■ **Problem statement**: Return every line of all the records below unchanged, character for character.

-.-.-

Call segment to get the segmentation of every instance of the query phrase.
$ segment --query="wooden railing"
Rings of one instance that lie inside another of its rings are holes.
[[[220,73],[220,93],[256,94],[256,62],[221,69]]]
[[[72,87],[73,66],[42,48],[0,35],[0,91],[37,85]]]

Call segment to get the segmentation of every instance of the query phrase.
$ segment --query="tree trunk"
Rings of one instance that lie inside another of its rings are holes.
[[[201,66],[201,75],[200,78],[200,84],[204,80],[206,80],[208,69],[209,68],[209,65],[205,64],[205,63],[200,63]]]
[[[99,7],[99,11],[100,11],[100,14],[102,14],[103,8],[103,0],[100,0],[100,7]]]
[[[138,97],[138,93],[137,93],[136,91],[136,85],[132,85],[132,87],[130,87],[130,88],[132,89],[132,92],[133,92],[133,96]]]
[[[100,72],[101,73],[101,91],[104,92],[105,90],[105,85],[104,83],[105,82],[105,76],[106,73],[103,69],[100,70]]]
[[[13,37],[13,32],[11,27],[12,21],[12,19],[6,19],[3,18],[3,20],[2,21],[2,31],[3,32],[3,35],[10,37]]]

-.-.-

■ **Response to the exercise**:
Call segment to get the segmentation of every instance of the query phrase.
$ segment --query="wooden railing"
Rings of one instance that lie inside another of its rings are holes.
[[[220,73],[220,93],[256,94],[256,62],[221,69]]]
[[[72,87],[73,66],[42,48],[0,35],[0,91],[37,85]]]

Call segment to get the segmentation of every instance of the query phrase.
$ segment --query="tree trunk"
Rings of one instance that lie inside another of its rings are holes.
[[[201,66],[201,75],[200,78],[200,84],[204,80],[206,80],[208,69],[209,68],[209,65],[205,64],[205,63],[200,63]]]
[[[99,7],[99,11],[100,11],[100,14],[102,14],[103,8],[103,0],[100,0],[100,7]]]
[[[138,97],[138,93],[137,93],[136,91],[136,85],[132,85],[132,87],[130,87],[130,88],[132,89],[132,92],[133,92],[133,96]]]
[[[100,72],[101,73],[101,91],[104,92],[105,90],[105,85],[104,83],[105,82],[105,76],[106,73],[103,69],[100,70]]]
[[[13,37],[13,32],[11,27],[12,21],[12,19],[6,19],[3,18],[3,20],[2,21],[2,31],[3,32],[3,35],[10,37]]]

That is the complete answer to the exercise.